** Opening Listed entries block **

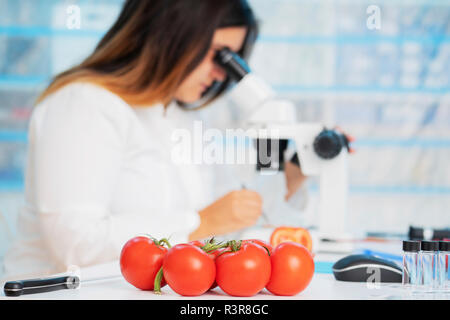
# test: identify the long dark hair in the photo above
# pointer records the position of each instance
(155, 44)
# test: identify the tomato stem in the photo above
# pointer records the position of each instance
(165, 241)
(157, 283)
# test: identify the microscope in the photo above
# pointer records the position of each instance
(271, 123)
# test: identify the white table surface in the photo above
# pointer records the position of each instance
(322, 287)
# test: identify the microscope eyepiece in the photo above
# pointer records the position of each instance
(328, 144)
(232, 63)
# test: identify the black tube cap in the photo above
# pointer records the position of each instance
(411, 246)
(444, 245)
(429, 245)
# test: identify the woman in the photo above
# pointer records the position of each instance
(99, 170)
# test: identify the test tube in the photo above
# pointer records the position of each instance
(410, 261)
(428, 264)
(444, 253)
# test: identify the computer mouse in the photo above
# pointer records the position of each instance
(366, 268)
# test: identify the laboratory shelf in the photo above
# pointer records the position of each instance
(364, 39)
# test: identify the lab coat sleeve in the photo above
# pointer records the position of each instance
(79, 147)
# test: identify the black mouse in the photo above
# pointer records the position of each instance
(366, 268)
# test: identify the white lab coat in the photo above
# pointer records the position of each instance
(100, 172)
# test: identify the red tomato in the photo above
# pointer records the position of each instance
(188, 270)
(140, 261)
(299, 235)
(212, 255)
(244, 272)
(262, 243)
(292, 269)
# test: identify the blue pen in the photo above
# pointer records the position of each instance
(383, 255)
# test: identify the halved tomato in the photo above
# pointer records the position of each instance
(299, 235)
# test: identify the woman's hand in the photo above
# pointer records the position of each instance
(236, 210)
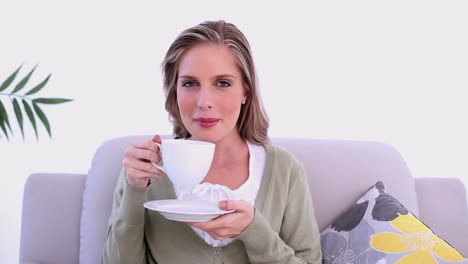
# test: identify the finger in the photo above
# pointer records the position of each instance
(139, 174)
(157, 139)
(143, 154)
(146, 144)
(237, 205)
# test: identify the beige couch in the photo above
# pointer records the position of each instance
(65, 216)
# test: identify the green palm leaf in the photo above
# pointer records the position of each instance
(43, 118)
(24, 81)
(38, 87)
(30, 116)
(51, 100)
(19, 115)
(10, 79)
(4, 115)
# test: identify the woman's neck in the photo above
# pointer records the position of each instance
(228, 150)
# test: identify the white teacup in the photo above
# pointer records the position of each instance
(186, 162)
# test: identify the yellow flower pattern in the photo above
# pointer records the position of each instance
(418, 240)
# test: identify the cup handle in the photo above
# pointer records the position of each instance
(156, 165)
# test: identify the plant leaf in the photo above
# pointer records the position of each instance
(2, 125)
(4, 115)
(39, 86)
(51, 100)
(19, 115)
(43, 118)
(23, 82)
(10, 79)
(31, 116)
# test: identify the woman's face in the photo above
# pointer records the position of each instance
(210, 92)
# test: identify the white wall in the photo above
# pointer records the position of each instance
(366, 70)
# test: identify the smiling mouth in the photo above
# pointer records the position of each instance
(206, 122)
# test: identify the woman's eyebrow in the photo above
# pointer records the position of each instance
(185, 76)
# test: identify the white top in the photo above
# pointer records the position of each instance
(215, 192)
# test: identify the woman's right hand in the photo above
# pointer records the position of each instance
(138, 164)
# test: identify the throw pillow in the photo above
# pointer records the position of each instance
(378, 229)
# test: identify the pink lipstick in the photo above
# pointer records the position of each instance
(206, 122)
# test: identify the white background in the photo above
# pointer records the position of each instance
(393, 71)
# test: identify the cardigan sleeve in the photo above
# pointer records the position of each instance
(125, 236)
(298, 240)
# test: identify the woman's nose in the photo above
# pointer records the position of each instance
(205, 99)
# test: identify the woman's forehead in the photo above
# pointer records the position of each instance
(208, 60)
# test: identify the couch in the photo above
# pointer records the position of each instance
(64, 216)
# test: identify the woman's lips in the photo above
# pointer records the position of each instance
(206, 122)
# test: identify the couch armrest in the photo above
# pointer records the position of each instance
(443, 207)
(50, 221)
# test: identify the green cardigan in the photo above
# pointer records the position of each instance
(284, 229)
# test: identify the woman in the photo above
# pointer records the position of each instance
(212, 95)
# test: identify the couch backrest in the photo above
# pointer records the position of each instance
(339, 173)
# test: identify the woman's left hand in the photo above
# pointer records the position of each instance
(228, 225)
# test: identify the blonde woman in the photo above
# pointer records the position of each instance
(212, 95)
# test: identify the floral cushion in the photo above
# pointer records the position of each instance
(378, 229)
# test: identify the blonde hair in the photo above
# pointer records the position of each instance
(253, 121)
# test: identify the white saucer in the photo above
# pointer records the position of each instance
(186, 210)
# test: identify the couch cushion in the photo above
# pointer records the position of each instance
(379, 229)
(98, 194)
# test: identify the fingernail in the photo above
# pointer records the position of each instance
(156, 138)
(222, 205)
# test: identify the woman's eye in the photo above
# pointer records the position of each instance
(188, 84)
(223, 84)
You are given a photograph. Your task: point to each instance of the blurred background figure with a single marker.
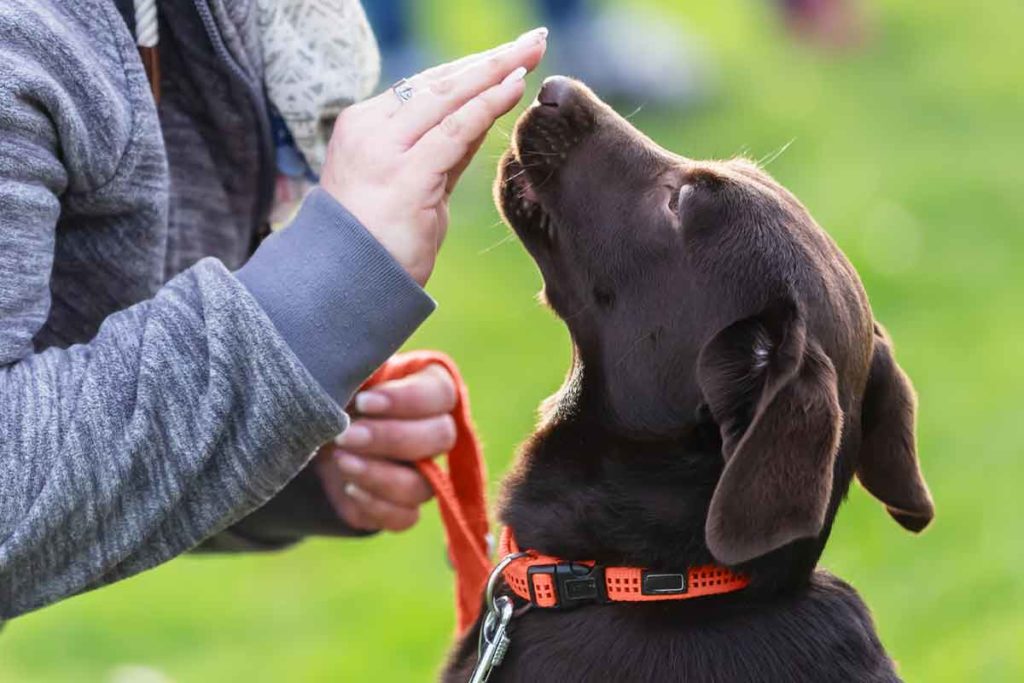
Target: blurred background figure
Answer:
(828, 24)
(624, 53)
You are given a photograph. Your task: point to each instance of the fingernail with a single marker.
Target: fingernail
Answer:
(354, 492)
(354, 437)
(349, 464)
(372, 401)
(534, 36)
(515, 76)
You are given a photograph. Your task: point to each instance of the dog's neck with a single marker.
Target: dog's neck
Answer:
(581, 491)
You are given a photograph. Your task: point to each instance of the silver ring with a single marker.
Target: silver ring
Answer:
(402, 89)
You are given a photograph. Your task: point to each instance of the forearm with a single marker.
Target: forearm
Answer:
(181, 416)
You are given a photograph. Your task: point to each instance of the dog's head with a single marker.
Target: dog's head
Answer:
(705, 292)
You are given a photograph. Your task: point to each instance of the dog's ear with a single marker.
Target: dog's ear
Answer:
(772, 391)
(888, 466)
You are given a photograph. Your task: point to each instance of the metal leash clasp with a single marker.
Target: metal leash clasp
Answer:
(494, 633)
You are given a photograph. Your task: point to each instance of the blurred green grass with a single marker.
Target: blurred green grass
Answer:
(908, 153)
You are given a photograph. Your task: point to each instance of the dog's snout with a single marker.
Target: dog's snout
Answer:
(556, 91)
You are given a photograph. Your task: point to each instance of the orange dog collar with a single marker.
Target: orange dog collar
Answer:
(550, 582)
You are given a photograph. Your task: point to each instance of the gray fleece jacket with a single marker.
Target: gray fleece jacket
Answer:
(157, 384)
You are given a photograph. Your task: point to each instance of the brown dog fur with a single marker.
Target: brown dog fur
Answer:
(728, 381)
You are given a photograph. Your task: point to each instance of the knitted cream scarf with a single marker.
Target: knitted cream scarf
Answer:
(318, 57)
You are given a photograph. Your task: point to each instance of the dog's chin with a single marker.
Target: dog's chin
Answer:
(521, 205)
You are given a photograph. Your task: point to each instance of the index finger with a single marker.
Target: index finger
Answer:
(443, 95)
(426, 393)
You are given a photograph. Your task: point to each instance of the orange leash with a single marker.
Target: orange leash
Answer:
(460, 489)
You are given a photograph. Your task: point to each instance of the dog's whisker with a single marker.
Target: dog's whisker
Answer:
(769, 159)
(504, 241)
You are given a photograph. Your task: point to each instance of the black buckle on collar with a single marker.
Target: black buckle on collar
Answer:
(574, 584)
(659, 583)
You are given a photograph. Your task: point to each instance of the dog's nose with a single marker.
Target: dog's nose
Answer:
(555, 91)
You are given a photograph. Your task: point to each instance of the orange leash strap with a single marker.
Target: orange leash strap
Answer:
(460, 489)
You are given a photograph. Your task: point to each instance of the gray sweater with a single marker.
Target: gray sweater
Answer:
(151, 397)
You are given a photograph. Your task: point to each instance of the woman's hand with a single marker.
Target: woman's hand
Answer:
(394, 164)
(367, 473)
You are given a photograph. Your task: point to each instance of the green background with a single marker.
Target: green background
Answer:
(907, 152)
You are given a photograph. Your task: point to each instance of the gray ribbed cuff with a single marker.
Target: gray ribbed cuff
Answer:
(342, 303)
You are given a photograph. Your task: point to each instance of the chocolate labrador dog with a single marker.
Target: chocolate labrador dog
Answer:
(728, 382)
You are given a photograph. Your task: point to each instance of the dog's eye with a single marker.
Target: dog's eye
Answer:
(676, 197)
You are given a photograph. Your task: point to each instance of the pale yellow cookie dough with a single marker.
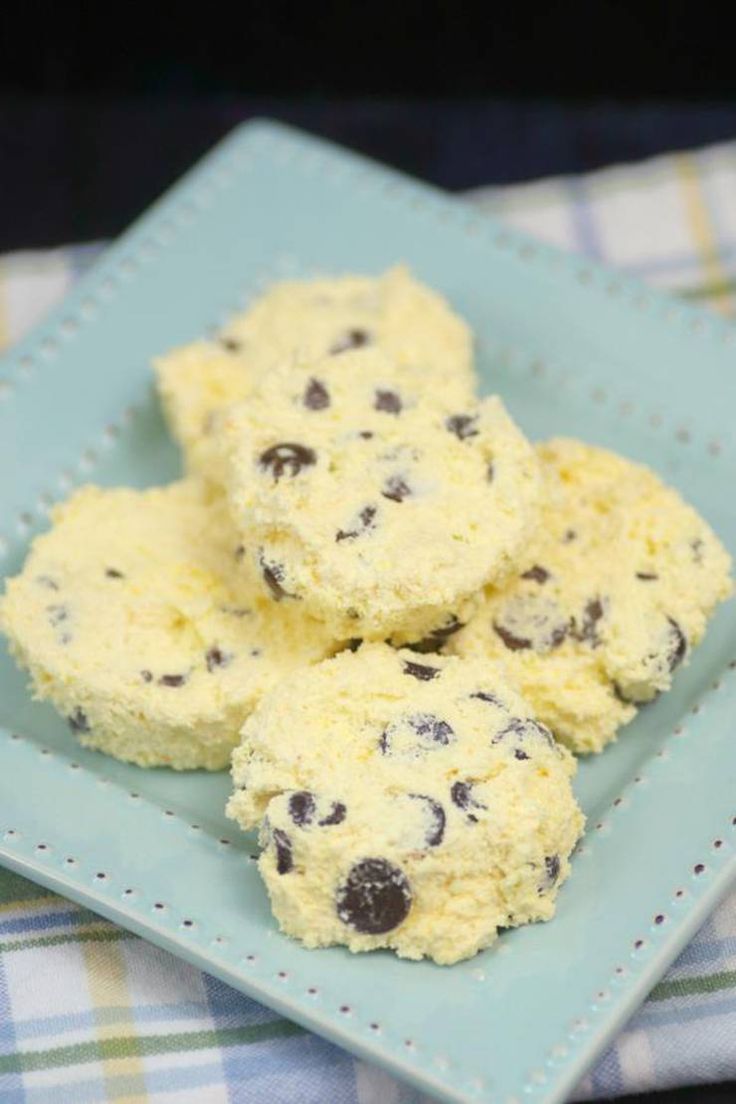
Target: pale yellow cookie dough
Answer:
(137, 617)
(381, 511)
(615, 592)
(406, 802)
(306, 319)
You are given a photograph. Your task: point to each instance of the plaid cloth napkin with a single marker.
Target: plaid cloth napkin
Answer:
(89, 1012)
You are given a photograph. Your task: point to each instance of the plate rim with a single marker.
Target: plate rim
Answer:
(701, 905)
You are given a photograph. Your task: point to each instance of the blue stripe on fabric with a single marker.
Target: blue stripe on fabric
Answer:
(607, 1078)
(300, 1068)
(96, 1090)
(44, 1026)
(11, 1084)
(584, 225)
(296, 1068)
(43, 921)
(703, 954)
(232, 1009)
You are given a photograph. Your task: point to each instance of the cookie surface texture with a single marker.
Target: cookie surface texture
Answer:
(406, 802)
(382, 510)
(307, 319)
(616, 592)
(135, 615)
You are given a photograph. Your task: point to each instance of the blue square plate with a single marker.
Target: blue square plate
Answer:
(574, 349)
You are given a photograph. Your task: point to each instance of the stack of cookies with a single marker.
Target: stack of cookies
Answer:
(397, 616)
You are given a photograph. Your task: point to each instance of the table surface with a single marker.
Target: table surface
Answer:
(75, 170)
(72, 171)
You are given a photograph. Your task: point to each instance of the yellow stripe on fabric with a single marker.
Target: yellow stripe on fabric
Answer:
(108, 988)
(701, 225)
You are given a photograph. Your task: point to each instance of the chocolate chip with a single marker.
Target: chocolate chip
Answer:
(437, 637)
(231, 343)
(365, 521)
(531, 621)
(336, 816)
(317, 397)
(536, 574)
(489, 697)
(78, 721)
(287, 458)
(461, 795)
(436, 818)
(678, 648)
(375, 898)
(422, 671)
(172, 680)
(48, 582)
(396, 489)
(552, 866)
(524, 731)
(387, 401)
(284, 856)
(588, 632)
(302, 807)
(462, 425)
(626, 699)
(353, 339)
(274, 575)
(215, 657)
(411, 735)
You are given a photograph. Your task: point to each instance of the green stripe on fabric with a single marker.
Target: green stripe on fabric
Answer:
(144, 1047)
(691, 986)
(108, 934)
(13, 888)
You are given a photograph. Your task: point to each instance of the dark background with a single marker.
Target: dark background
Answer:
(102, 106)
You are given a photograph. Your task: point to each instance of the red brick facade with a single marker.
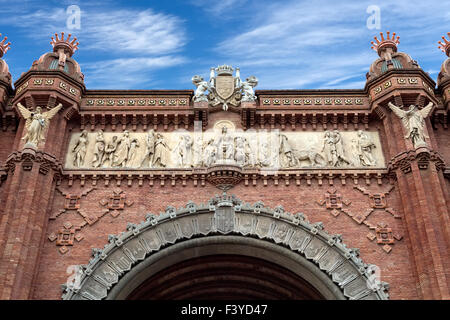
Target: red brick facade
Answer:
(52, 217)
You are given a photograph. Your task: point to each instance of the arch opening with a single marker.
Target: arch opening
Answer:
(226, 249)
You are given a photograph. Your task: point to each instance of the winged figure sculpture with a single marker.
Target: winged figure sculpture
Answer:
(36, 122)
(414, 122)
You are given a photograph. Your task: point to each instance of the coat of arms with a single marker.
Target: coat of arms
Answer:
(223, 88)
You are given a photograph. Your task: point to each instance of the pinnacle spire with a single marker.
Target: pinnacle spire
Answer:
(4, 47)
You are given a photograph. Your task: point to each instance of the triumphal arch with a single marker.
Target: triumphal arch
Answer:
(224, 191)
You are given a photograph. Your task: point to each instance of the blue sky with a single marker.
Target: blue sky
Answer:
(286, 44)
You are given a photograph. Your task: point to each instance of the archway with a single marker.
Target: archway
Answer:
(212, 248)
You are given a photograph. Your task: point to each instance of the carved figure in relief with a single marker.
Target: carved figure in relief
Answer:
(36, 123)
(364, 149)
(161, 151)
(264, 154)
(287, 158)
(247, 88)
(99, 150)
(132, 153)
(150, 148)
(121, 152)
(79, 149)
(414, 122)
(197, 149)
(250, 154)
(202, 87)
(314, 158)
(110, 152)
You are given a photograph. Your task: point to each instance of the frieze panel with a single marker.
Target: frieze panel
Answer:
(224, 145)
(343, 265)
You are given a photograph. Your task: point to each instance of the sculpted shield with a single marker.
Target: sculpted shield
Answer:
(225, 86)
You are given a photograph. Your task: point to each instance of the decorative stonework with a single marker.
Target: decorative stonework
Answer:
(423, 155)
(225, 215)
(36, 122)
(224, 89)
(258, 149)
(333, 201)
(28, 157)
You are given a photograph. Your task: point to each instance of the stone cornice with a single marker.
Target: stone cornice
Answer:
(310, 239)
(402, 72)
(422, 155)
(49, 73)
(28, 157)
(215, 175)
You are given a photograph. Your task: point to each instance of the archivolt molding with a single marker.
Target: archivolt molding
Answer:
(28, 156)
(225, 215)
(422, 155)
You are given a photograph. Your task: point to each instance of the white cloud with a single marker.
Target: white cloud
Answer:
(326, 43)
(126, 73)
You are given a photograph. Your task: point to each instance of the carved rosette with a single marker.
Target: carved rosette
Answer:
(224, 215)
(422, 155)
(224, 177)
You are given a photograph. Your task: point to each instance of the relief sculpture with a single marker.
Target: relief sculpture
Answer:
(225, 146)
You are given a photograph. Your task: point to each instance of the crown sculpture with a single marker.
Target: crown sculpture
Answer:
(224, 70)
(68, 47)
(384, 44)
(445, 47)
(64, 47)
(4, 47)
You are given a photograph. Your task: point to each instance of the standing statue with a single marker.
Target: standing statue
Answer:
(265, 160)
(247, 89)
(80, 149)
(161, 147)
(150, 148)
(287, 158)
(414, 122)
(334, 149)
(239, 153)
(202, 87)
(183, 151)
(364, 149)
(197, 147)
(250, 157)
(121, 152)
(99, 150)
(132, 153)
(210, 153)
(36, 123)
(225, 145)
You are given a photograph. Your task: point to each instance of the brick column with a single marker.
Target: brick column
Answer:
(29, 190)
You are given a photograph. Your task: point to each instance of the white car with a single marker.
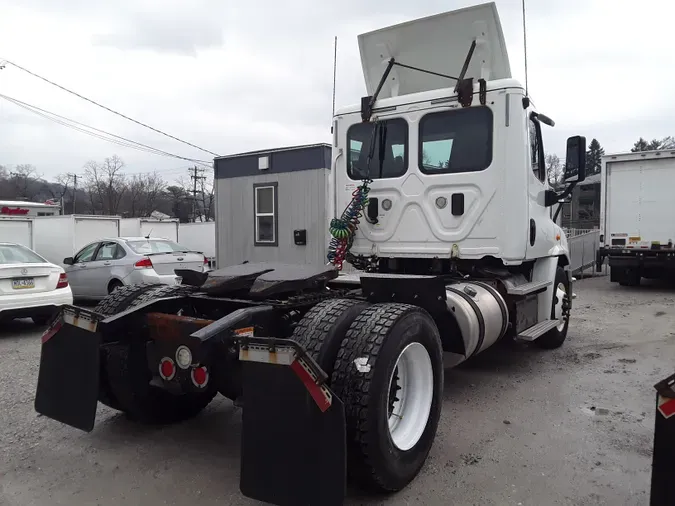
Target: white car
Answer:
(30, 286)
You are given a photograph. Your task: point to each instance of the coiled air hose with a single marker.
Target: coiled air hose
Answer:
(343, 229)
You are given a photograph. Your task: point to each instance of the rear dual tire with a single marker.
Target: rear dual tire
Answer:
(388, 439)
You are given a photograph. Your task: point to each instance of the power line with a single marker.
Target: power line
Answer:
(108, 108)
(525, 47)
(115, 139)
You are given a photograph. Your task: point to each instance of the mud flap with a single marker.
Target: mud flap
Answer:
(663, 459)
(68, 381)
(293, 438)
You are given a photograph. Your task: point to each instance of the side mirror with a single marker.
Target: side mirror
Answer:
(575, 160)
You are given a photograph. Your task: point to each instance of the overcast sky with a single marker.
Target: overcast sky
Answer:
(236, 76)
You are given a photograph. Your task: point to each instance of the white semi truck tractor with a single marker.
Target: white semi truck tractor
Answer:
(441, 203)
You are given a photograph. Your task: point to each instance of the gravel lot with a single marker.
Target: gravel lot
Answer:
(520, 426)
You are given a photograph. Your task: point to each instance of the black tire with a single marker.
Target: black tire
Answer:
(323, 328)
(115, 303)
(380, 333)
(130, 378)
(122, 298)
(162, 291)
(554, 338)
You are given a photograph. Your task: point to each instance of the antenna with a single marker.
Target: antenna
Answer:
(525, 47)
(334, 77)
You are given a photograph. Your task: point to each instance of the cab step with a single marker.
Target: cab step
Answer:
(537, 330)
(528, 288)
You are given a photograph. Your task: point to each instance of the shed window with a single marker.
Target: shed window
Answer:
(265, 197)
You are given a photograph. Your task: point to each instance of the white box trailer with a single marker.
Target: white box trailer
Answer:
(17, 230)
(199, 237)
(58, 237)
(142, 227)
(637, 216)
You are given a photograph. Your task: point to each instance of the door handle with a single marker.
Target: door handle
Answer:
(372, 210)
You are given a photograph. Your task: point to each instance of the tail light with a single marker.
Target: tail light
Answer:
(144, 263)
(63, 281)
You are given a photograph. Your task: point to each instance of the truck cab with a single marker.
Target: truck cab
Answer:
(451, 176)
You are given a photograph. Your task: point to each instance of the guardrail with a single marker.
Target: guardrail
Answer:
(583, 245)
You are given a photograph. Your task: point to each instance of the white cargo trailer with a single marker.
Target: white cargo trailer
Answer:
(637, 212)
(199, 237)
(17, 230)
(58, 237)
(142, 227)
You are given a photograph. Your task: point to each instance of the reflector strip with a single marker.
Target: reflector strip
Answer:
(80, 321)
(53, 329)
(666, 406)
(286, 356)
(320, 394)
(256, 353)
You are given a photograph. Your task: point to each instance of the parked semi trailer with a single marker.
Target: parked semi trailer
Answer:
(445, 211)
(636, 216)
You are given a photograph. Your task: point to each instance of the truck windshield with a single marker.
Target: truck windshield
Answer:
(395, 161)
(456, 141)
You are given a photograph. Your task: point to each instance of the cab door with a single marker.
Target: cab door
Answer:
(540, 228)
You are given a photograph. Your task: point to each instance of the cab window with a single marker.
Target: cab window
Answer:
(456, 141)
(391, 142)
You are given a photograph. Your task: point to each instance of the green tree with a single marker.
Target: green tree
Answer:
(667, 142)
(594, 157)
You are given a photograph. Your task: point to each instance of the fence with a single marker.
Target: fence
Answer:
(583, 245)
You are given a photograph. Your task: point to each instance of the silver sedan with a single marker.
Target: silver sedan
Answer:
(107, 264)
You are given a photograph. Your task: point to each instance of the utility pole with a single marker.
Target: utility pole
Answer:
(193, 175)
(74, 191)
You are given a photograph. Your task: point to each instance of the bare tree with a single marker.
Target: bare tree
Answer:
(59, 190)
(144, 193)
(106, 184)
(26, 181)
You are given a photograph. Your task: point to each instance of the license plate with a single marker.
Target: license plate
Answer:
(20, 284)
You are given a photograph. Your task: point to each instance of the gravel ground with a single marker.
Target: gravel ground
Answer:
(521, 426)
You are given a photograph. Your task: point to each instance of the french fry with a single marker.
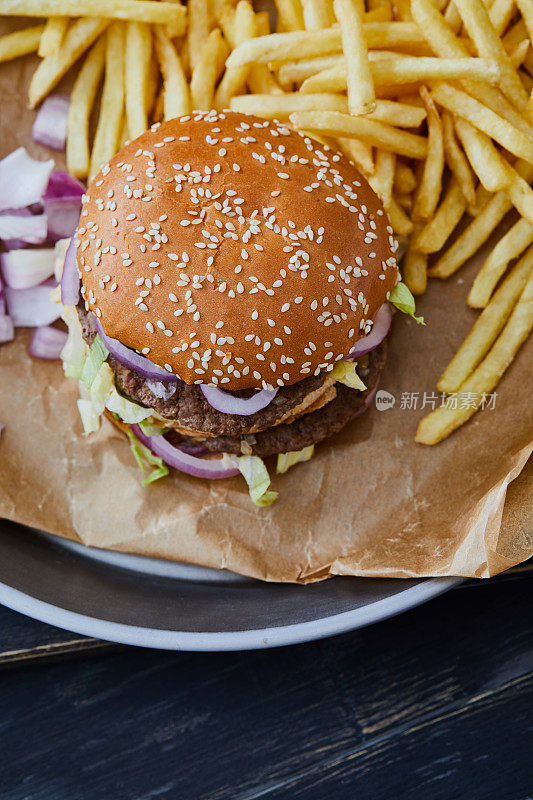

** Closing Listed entries block **

§ **Task to complete**:
Without the pictures, repeat the entries above line by line, from the first through the one that contains "# test: identify the microscope in", both ends included.

§ **Response to the task**:
# test: identify the long dark hair in the photo above
# pointer records the position of each instance
(155, 44)
# test: identify the tomato stem in the photo above
# pointer records the position of each instance
(165, 241)
(157, 283)
# test: identify the microscope in the photo above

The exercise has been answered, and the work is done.